◆ **About this exercise**
With the pictures omitted, output word for word the lines from the one containing "Phrase: rock alcove" through the end of the records.
─── Data in this exercise
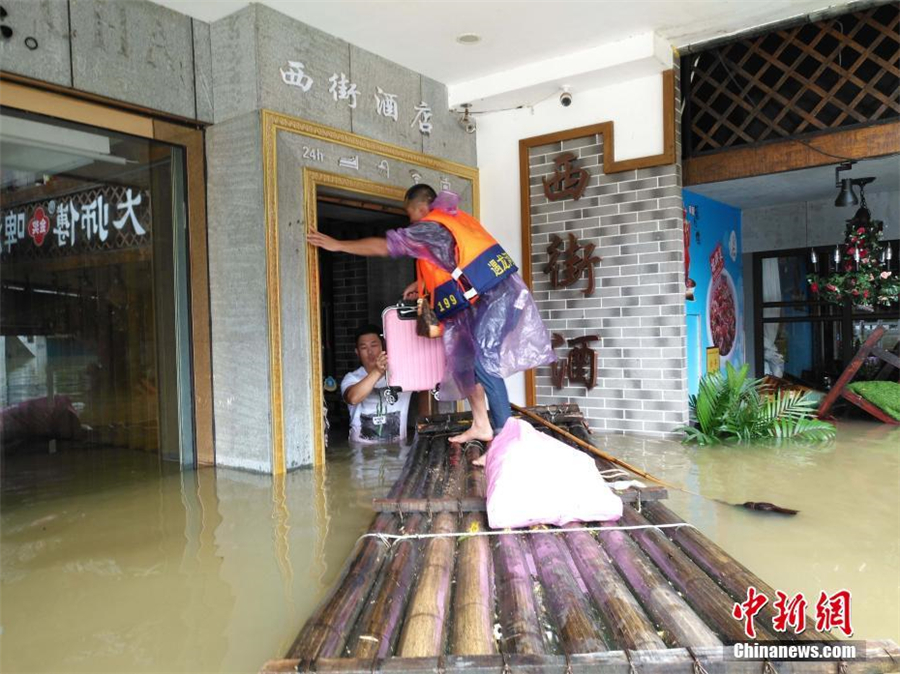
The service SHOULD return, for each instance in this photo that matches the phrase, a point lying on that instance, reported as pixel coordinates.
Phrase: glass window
(801, 337)
(94, 303)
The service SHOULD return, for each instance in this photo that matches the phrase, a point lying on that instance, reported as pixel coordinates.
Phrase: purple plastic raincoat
(503, 329)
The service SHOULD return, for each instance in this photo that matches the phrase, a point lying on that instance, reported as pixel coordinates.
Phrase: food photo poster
(713, 280)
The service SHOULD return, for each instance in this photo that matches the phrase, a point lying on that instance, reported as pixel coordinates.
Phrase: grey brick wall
(634, 218)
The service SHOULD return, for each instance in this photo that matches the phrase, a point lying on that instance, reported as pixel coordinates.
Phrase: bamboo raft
(642, 600)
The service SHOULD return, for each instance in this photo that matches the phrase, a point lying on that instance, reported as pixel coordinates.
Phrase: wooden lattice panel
(814, 77)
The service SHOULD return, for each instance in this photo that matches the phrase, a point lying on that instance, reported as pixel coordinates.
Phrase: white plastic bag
(533, 478)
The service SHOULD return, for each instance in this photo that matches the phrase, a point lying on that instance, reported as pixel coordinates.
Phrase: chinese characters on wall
(578, 260)
(579, 367)
(568, 181)
(341, 88)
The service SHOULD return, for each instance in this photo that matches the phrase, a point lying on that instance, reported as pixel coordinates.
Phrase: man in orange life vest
(491, 325)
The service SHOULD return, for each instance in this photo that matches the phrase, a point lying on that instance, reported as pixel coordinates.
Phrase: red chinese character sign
(578, 260)
(101, 218)
(832, 612)
(580, 365)
(38, 226)
(568, 181)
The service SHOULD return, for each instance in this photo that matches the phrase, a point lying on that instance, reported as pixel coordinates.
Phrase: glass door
(94, 321)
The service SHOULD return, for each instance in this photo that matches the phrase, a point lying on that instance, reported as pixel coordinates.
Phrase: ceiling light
(468, 38)
(846, 197)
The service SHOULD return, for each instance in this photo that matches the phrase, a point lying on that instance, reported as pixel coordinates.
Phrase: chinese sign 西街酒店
(109, 217)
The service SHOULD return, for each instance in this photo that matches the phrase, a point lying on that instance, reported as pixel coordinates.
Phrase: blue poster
(714, 288)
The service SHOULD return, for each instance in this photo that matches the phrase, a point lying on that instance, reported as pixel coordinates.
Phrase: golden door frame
(312, 179)
(24, 94)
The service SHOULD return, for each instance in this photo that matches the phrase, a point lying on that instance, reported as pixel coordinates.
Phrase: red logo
(38, 226)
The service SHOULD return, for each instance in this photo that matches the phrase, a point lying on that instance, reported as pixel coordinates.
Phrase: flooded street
(846, 536)
(108, 566)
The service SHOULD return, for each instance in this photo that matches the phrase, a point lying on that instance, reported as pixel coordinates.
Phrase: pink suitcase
(414, 363)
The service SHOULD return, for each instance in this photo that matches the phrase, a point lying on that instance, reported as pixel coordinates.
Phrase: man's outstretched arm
(372, 246)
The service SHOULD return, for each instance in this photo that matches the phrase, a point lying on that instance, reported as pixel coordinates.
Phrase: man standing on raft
(492, 328)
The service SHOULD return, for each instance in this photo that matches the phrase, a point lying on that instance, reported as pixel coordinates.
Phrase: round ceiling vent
(468, 38)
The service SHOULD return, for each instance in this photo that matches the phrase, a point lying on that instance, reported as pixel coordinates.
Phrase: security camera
(466, 122)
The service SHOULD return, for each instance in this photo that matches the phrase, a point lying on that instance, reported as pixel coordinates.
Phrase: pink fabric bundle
(533, 478)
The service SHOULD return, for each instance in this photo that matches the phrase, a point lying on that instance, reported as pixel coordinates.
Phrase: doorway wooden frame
(35, 97)
(312, 179)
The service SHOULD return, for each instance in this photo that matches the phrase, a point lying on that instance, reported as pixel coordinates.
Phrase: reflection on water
(108, 565)
(847, 534)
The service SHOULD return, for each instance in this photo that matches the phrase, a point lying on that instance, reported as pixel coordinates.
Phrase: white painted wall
(634, 106)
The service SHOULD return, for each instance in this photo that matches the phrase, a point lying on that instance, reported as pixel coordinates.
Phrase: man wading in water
(491, 326)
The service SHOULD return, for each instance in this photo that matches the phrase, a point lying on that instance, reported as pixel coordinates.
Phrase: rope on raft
(390, 539)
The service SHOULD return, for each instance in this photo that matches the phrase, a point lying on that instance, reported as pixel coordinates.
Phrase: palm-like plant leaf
(731, 406)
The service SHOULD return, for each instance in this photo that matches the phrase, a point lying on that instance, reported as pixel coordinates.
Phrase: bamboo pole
(623, 615)
(567, 606)
(423, 630)
(326, 631)
(725, 569)
(519, 623)
(475, 484)
(473, 601)
(379, 625)
(477, 504)
(656, 595)
(701, 592)
(872, 657)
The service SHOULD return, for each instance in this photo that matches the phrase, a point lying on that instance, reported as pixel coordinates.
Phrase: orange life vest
(481, 265)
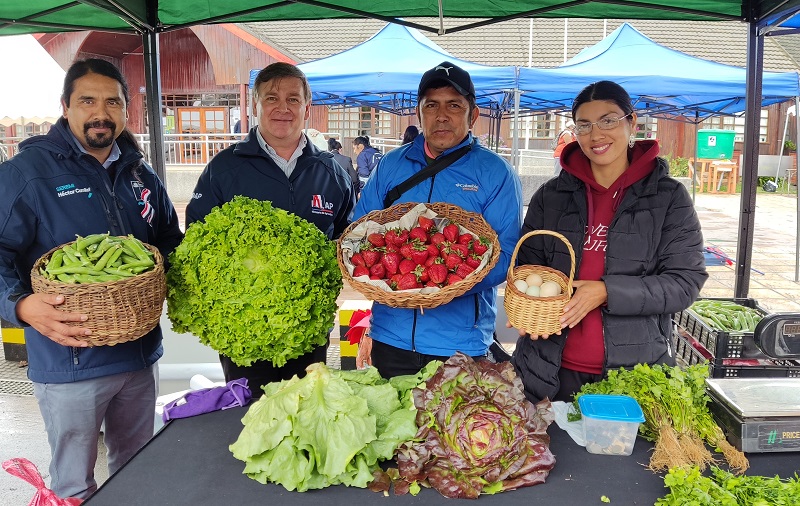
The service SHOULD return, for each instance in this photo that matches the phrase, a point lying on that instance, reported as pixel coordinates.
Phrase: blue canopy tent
(384, 72)
(661, 82)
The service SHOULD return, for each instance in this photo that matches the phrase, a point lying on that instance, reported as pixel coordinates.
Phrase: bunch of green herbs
(677, 418)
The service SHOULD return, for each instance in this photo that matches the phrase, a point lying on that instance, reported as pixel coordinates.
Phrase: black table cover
(188, 463)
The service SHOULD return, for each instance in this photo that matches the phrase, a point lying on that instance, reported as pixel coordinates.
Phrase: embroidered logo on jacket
(320, 206)
(142, 195)
(66, 190)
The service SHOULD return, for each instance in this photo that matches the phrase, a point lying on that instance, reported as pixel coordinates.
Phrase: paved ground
(774, 286)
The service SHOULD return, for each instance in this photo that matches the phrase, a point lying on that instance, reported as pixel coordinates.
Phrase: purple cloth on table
(234, 394)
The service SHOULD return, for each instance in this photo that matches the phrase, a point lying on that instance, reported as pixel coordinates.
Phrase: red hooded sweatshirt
(585, 350)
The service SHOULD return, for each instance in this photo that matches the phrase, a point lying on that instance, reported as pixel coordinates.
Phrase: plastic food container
(610, 423)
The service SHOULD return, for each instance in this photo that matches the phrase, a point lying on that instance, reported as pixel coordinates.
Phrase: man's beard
(103, 140)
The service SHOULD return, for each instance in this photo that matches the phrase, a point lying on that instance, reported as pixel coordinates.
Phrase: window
(354, 121)
(736, 123)
(646, 127)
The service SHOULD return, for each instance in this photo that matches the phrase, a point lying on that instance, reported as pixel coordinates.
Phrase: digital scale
(762, 414)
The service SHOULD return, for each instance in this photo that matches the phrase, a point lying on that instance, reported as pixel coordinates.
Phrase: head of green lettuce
(254, 282)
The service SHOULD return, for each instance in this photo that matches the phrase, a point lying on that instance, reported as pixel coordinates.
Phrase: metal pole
(744, 250)
(797, 198)
(152, 79)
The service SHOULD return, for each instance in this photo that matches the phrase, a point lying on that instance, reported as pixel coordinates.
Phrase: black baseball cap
(451, 74)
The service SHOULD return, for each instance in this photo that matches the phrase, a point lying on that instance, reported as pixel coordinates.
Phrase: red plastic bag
(25, 469)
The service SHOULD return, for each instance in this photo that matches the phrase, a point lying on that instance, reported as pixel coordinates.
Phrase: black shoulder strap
(428, 172)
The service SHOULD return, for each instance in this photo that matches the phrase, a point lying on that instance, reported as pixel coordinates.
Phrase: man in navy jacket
(405, 340)
(277, 162)
(85, 176)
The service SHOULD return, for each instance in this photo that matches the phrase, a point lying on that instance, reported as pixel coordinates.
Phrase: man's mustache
(100, 124)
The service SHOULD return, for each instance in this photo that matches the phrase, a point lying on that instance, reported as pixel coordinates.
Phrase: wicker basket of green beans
(118, 282)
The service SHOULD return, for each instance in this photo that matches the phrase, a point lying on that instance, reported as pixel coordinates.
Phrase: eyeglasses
(608, 123)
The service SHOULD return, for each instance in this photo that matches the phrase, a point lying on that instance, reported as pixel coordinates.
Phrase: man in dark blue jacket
(404, 340)
(85, 176)
(277, 162)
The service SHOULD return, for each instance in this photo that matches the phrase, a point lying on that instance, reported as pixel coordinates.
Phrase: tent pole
(754, 71)
(515, 143)
(152, 79)
(797, 198)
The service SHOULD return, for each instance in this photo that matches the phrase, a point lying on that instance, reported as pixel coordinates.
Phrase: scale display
(778, 336)
(779, 436)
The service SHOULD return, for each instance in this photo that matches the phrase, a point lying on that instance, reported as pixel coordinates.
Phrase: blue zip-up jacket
(319, 190)
(50, 192)
(481, 182)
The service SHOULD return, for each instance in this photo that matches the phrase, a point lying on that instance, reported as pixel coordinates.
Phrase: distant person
(345, 161)
(564, 137)
(86, 176)
(411, 133)
(278, 162)
(367, 158)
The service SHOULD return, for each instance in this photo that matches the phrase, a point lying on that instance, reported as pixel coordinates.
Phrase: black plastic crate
(722, 345)
(689, 351)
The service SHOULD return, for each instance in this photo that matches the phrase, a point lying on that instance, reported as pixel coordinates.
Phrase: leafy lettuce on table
(254, 282)
(330, 427)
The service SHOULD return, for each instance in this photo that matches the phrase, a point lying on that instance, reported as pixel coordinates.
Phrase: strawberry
(377, 271)
(371, 257)
(408, 282)
(406, 266)
(464, 239)
(420, 254)
(438, 238)
(453, 279)
(358, 260)
(463, 270)
(377, 240)
(480, 246)
(459, 249)
(426, 223)
(419, 234)
(406, 250)
(394, 280)
(437, 273)
(396, 236)
(452, 261)
(450, 232)
(391, 262)
(422, 274)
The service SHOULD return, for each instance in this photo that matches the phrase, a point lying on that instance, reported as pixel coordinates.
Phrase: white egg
(533, 291)
(549, 289)
(534, 280)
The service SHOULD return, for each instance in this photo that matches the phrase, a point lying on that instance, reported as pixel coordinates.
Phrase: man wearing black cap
(478, 180)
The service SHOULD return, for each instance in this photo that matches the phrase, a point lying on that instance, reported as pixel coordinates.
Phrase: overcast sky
(32, 80)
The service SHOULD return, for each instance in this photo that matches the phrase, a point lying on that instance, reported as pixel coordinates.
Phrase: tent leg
(754, 70)
(152, 79)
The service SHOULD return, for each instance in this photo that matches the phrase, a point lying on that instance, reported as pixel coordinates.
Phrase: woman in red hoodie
(638, 251)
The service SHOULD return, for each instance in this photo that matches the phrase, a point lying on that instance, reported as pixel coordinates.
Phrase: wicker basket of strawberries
(417, 255)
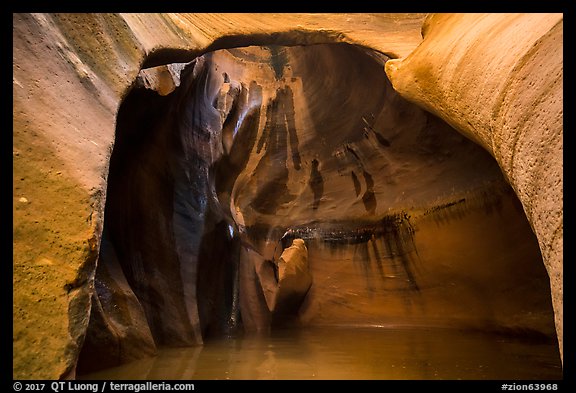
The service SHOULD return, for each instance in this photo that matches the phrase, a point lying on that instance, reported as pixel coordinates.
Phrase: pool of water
(352, 353)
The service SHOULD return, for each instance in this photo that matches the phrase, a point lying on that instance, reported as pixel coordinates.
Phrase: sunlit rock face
(520, 118)
(405, 221)
(72, 73)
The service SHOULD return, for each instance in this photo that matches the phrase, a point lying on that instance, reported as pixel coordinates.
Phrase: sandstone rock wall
(71, 72)
(497, 78)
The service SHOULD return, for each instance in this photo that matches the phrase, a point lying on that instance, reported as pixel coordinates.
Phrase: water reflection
(359, 353)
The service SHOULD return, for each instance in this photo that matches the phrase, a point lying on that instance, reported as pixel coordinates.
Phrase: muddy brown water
(374, 353)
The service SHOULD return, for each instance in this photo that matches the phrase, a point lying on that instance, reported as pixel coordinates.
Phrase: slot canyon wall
(261, 143)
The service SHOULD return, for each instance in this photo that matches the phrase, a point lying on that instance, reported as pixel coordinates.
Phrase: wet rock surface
(266, 141)
(260, 194)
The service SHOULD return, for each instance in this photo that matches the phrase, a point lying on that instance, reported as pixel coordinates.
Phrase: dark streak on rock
(356, 183)
(369, 198)
(383, 141)
(288, 108)
(272, 170)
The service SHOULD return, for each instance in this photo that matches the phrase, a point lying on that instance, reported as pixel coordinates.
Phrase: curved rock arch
(97, 86)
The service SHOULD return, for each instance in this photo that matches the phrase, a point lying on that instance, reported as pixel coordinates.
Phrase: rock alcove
(220, 164)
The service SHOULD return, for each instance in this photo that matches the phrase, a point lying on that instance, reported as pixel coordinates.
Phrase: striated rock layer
(514, 110)
(208, 178)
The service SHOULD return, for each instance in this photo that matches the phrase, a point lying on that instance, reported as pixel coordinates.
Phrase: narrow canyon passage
(269, 189)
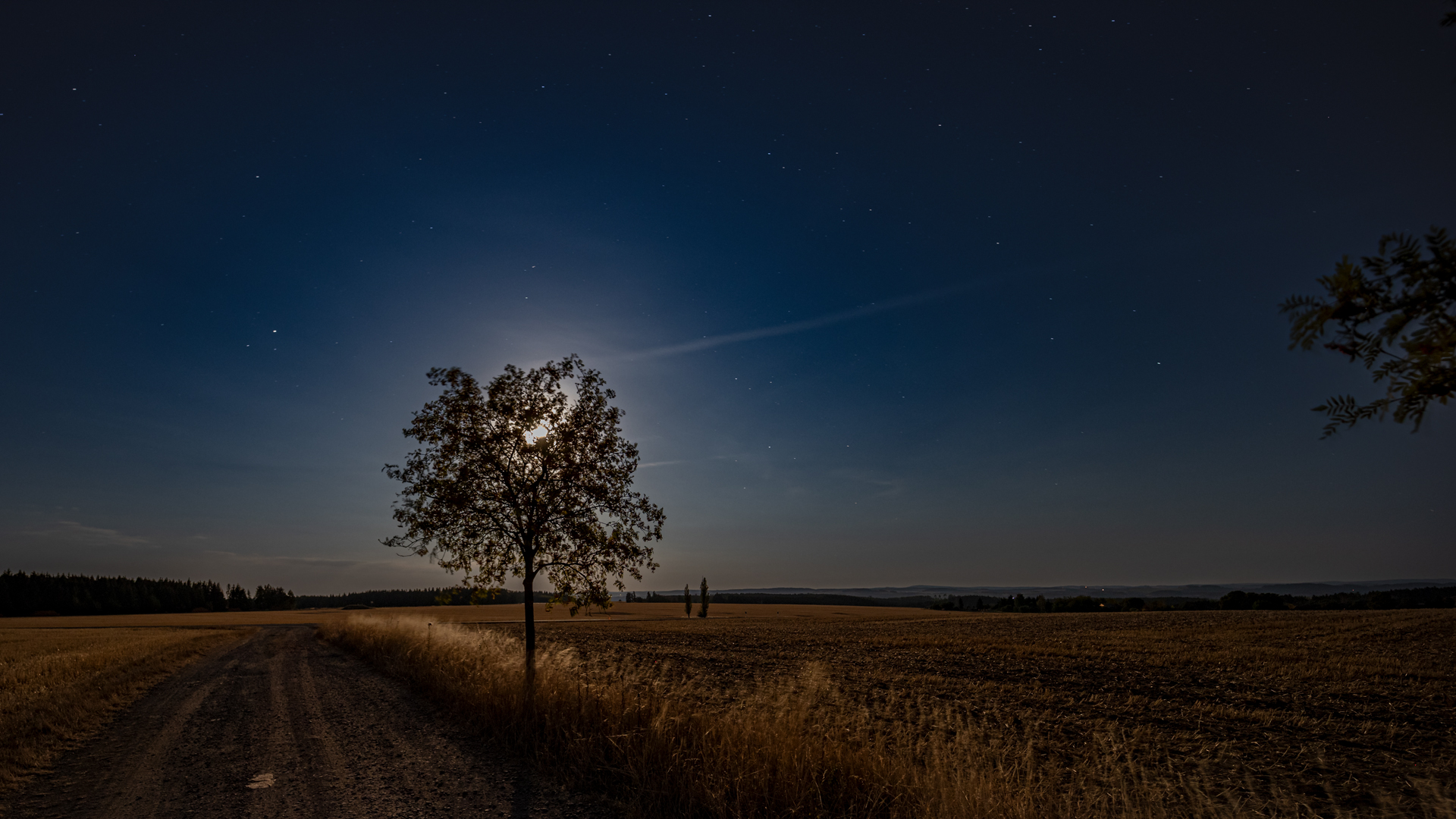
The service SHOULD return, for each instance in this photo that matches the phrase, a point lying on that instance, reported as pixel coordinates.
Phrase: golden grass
(60, 686)
(971, 716)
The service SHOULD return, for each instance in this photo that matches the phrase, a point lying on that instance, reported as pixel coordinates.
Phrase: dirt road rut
──────
◆ **Answer section**
Phrase: rock alcove
(220, 164)
The service SHOULD return, for each instance in this photo that matches the phrase, a point lying on that instance, reported as pixel coordinates.
Phrase: striated rock layer
(514, 110)
(208, 178)
The service SHOULD return, for each instance in this photo that matches the phrase, a point lying on that instance, reported as pixel coordinates.
Phrase: narrow canyon passage
(269, 189)
The service SHOULD return, for each instance in this photo that matches the phrase, a point lying on that instance, reported as pixel coordinates.
Phrase: golden grass
(60, 686)
(971, 716)
The service SHOULD return, for each instance in this photo that matches the phrase, a point lying on that instance, reported as pixel coordinates.
Phrase: dirt road rut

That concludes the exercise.